BEGIN Study text

FBI: To Fight Cybercrime, U.S. Banks Must Cooperate

Dennis Faas's picture

International cybercriminals with advanced hacking skills are continuing to launch cyber attacks on American banks. That's why the Federal Bureau of Investigation is encouraging United States financial institutions to work together to prevent such attacks from succeeding.

At a recent press event held by Reuters, FBI executive assistant director Richard McFeely said his agency has been working closely with U.S. bank leaders to devise a strategy for preventing the successful execution of cybercrimes.

Cooperation Key to Protecting Against Cyber Attacks

McFeely said his primary message in those meetings has involved banks sharing data about the attacks each of them are facing. That way, every bank can be better prepared for the next attack.

It's a major change of strategy for the FBI, which McFeely says used to treat each case individually.

"That's 180 degrees from where we are now," McFeely reportedly told his audience. (Source: reuters.com)

McFeely acknowledges that many organizations in the private sector have been reticent to share information related to cyber attacks. It would seem, then, that such organizations haven't fully recognized the threat they are facing.

McFeely refused to discuss those responsible for the attacks, though earlier reports have pointed at Iran- and China-based hackers.

Given the complex nature of the attacks being launched, there is concern that these cybercriminals may have the backing of their respective governments.

For its part, Iran has accused the United States of using the Stuxnet virus to launch attacks against its expanding nuclear program. (Source: pcworld.com)

Arrests Coming, FBI Insists

McFeely insists that even international hackers will be held responsible for their cybercrimes. He indicated that some indictments have been issued in secret and that arrests will follow.

"The first time we bring someone in from out of the country in handcuffs, that's going to be a big deal," McFeely said.

Ironically, the FBI admits that, until such arrests are made (and made public), it may be difficult to convince individual companies to work together to fight cybercrime.

END Study text

■ Task item:
Reproduce the complete article on the FBI and bank cooperation against cybercrime, word for word. The listing that comes next is taken from a separate source.

BEGIN Records supplied

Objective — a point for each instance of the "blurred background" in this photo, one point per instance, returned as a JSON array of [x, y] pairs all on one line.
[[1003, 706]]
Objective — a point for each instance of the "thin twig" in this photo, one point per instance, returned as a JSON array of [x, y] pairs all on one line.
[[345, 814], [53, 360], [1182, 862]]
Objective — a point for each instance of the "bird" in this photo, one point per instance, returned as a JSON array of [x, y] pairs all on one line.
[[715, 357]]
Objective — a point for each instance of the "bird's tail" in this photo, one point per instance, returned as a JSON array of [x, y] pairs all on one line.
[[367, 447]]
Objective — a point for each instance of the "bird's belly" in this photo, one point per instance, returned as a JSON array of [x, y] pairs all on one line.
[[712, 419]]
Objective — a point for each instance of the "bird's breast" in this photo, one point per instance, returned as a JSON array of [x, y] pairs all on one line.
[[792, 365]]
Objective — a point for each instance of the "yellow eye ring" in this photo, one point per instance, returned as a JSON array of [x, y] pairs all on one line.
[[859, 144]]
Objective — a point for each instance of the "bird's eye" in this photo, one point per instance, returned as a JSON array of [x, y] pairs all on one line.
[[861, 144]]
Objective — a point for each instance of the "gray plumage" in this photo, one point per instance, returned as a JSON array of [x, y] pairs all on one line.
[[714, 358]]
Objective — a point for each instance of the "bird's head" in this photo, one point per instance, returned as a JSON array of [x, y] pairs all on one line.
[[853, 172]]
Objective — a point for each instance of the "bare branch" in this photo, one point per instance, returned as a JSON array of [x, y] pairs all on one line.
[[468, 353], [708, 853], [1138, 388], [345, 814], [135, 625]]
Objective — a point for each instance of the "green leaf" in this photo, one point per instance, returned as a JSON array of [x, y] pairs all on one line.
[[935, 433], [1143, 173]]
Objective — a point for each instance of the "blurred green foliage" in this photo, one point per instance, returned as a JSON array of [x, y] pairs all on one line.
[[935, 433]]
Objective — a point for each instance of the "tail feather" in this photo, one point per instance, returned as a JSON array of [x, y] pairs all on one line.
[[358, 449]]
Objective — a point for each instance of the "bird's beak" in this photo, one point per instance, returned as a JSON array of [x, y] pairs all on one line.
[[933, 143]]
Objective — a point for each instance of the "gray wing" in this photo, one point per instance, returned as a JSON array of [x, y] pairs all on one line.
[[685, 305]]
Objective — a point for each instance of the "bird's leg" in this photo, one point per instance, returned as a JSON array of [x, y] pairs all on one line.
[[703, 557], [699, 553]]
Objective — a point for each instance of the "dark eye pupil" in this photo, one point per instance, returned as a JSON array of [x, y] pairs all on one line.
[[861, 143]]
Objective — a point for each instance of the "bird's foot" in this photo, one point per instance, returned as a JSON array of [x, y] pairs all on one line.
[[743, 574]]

END Records supplied
BEGIN Records supplied

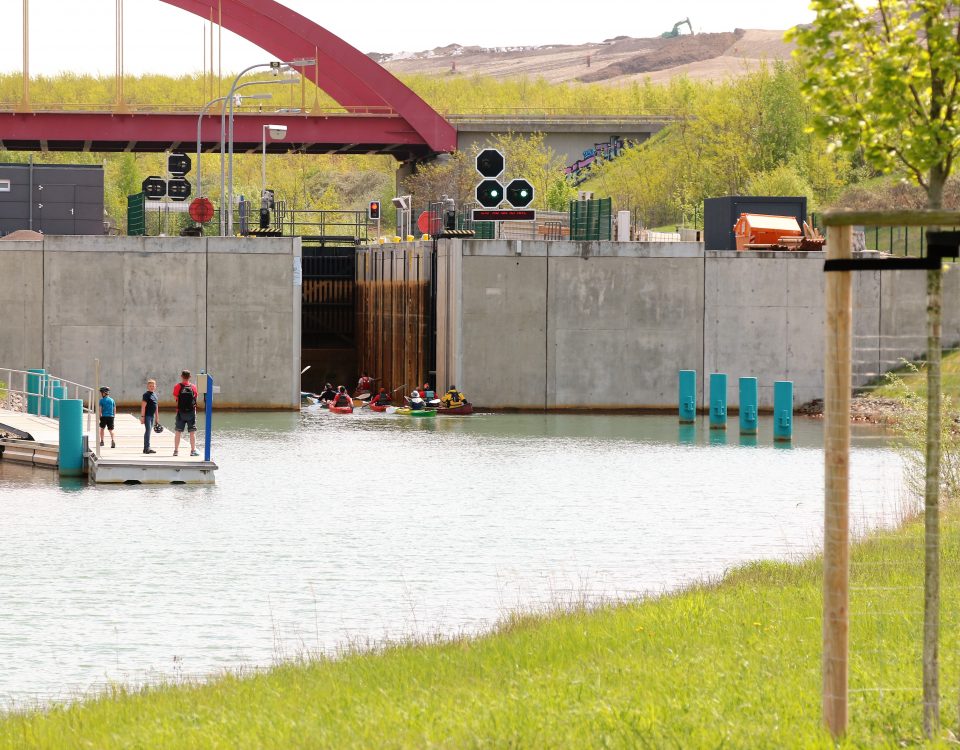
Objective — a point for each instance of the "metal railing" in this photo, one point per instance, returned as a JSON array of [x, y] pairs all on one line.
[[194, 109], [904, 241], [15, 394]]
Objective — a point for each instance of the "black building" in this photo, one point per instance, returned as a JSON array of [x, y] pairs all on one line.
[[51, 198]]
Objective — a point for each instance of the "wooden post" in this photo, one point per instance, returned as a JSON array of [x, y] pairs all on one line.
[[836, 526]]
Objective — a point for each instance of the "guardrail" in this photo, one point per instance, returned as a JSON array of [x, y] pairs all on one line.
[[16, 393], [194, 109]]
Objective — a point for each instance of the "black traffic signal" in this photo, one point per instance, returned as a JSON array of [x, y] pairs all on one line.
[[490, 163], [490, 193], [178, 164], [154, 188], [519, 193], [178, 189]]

END Records supplied

■ Solution to this problem:
FBI: To Fight Cybercrime, U.S. Banks Must Cooperate

Dennis Faas's picture

International cybercriminals with advanced hacking skills are continuing to launch cyber attacks on American banks. That's why the Federal Bureau of Investigation is encouraging United States financial institutions to work together to prevent such attacks from succeeding.

At a recent press event held by Reuters, FBI executive assistant director Richard McFeely said his agency has been working closely with U.S. bank leaders to devise a strategy for preventing the successful execution of cybercrimes.

Cooperation Key to Protecting Against Cyber Attacks

McFeely said his primary message in those meetings has involved banks sharing data about the attacks each of them are facing. That way, every bank can be better prepared for the next attack.

It's a major change of strategy for the FBI, which McFeely says used to treat each case individually.

"That's 180 degrees from where we are now," McFeely reportedly told his audience. (Source: reuters.com)

McFeely acknowledges that many organizations in the private sector have been reticent to share information related to cyber attacks. It would seem, then, that such organizations haven't fully recognized the threat they are facing.

McFeely refused to discuss those responsible for the attacks, though earlier reports have pointed at Iran- and China-based hackers.

Given the complex nature of the attacks being launched, there is concern that these cybercriminals may have the backing of their respective governments.

For its part, Iran has accused the United States of using the Stuxnet virus to launch attacks against its expanding nuclear program. (Source: pcworld.com)

Arrests Coming, FBI Insists

McFeely insists that even international hackers will be held responsible for their cybercrimes. He indicated that some indictments have been issued in secret and that arrests will follow.

"The first time we bring someone in from out of the country in handcuffs, that's going to be a big deal," McFeely said.

Ironically, the FBI admits that, until such arrests are made (and made public), it may be difficult to convince individual companies to work together to fight cybercrime.